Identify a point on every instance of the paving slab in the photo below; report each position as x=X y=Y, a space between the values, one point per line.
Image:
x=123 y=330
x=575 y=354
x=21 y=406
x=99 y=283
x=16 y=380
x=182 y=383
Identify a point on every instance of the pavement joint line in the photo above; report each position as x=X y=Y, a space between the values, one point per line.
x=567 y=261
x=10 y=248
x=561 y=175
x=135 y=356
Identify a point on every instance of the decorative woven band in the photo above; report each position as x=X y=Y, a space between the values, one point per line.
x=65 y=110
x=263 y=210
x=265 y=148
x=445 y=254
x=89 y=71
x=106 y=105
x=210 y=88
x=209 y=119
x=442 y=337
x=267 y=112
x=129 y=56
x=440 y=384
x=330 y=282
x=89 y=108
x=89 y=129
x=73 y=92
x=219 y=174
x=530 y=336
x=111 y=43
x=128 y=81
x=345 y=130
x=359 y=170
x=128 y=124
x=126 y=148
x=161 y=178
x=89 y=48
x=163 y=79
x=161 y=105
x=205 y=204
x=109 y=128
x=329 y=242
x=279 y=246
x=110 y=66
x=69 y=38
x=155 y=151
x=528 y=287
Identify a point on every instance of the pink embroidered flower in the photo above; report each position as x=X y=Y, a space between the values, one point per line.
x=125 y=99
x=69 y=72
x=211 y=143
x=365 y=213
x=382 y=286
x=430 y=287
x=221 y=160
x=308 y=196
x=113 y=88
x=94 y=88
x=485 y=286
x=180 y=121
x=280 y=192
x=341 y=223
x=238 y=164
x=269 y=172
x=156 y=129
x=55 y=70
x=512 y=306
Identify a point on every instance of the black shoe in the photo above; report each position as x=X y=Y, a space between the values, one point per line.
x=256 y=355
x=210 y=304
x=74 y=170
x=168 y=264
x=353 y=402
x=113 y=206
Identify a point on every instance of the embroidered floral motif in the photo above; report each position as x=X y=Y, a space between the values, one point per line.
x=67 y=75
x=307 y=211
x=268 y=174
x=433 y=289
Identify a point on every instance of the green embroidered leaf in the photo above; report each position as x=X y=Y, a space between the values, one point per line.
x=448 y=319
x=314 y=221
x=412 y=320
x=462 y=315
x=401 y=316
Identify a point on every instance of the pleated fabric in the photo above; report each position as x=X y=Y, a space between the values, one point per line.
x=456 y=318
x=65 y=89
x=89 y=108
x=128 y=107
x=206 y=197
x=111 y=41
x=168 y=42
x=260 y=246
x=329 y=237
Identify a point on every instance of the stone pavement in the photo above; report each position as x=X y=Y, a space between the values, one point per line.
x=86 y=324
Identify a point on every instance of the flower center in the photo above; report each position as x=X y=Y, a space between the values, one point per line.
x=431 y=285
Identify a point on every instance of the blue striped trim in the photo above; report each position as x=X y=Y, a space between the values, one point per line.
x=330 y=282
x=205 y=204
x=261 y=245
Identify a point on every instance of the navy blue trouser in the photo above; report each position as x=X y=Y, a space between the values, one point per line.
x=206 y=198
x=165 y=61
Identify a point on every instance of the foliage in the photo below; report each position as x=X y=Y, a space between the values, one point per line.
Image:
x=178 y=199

(Required task) Write out the records above again, keeping each one identical to the original.

(Response to this task)
Identify a point on every instance of the paving slab in the photo below; report each position as x=X y=Y, a space between the values, one point per line.
Image:
x=123 y=330
x=575 y=354
x=21 y=406
x=99 y=283
x=16 y=380
x=182 y=383
Identify a point on every instance of the pavement joint line in the photo above; report each position as x=X y=Y, a space between the values, one point per line.
x=567 y=261
x=10 y=248
x=561 y=175
x=135 y=356
Identify a point on every instance of the decorative woven band in the photo above; report each position as x=X y=Y, a space between the values, one point per line.
x=65 y=110
x=263 y=210
x=265 y=148
x=445 y=254
x=89 y=71
x=106 y=105
x=210 y=88
x=209 y=119
x=442 y=337
x=267 y=112
x=129 y=56
x=440 y=384
x=330 y=282
x=89 y=108
x=89 y=129
x=73 y=92
x=219 y=174
x=530 y=336
x=111 y=43
x=128 y=81
x=345 y=130
x=359 y=170
x=128 y=124
x=126 y=148
x=161 y=178
x=89 y=48
x=163 y=79
x=161 y=105
x=205 y=204
x=109 y=128
x=329 y=242
x=279 y=246
x=110 y=66
x=69 y=38
x=155 y=151
x=528 y=287
Identify a point on every instance of the pink embroidered flower in the photo above; report each position as x=X y=Y, a space between the values, one point per line.
x=125 y=99
x=69 y=72
x=211 y=143
x=365 y=213
x=382 y=286
x=430 y=287
x=221 y=160
x=308 y=196
x=113 y=88
x=94 y=88
x=485 y=286
x=180 y=121
x=280 y=192
x=341 y=223
x=238 y=164
x=269 y=172
x=156 y=129
x=55 y=70
x=512 y=306
Identify a point on every instance of the black shoe in the photo above; report each position as x=X y=Y, a space between the values, one point per line.
x=256 y=355
x=210 y=304
x=74 y=170
x=168 y=264
x=353 y=402
x=113 y=206
Identify a point on every instance of the embroidered floral motif in the photo above; report each position as x=X y=Y, a space between the values, one point per line.
x=67 y=75
x=307 y=211
x=268 y=174
x=433 y=289
Identify a point on every instance of the green embroidered leaf in the photo above; report each position as x=X y=Y, a space between the values, one point per line.
x=448 y=319
x=314 y=221
x=412 y=320
x=462 y=315
x=401 y=316
Identify a point on every instance of the pleated fabric in the photo above; report each position as x=X y=Y, a space between the values, one point per line.
x=456 y=318
x=65 y=89
x=89 y=108
x=128 y=107
x=206 y=197
x=111 y=41
x=168 y=42
x=260 y=246
x=329 y=237
Identify a point on every instance of the stone pavement in the photo above; report each position as x=X y=Y, a space between the values, one point per line.
x=86 y=324
Identify a point on every instance of the flower center in the photo above; report each position as x=X y=Y, a space between the values, one point per line.
x=431 y=285
Identify a point on every instance of the blue striped trim in the photo above; report each position as x=X y=Y, a space between the values, one point per line.
x=330 y=282
x=205 y=204
x=261 y=245
Identify a point on every instance of the navy blue trouser in the photo above; report each position as x=X y=Y, a space between the values, one point per line.
x=206 y=198
x=165 y=61
Identify a point on every instance of the foliage in the photo below; report each position as x=X y=Y, a space between the values, one point per line.
Image:
x=178 y=199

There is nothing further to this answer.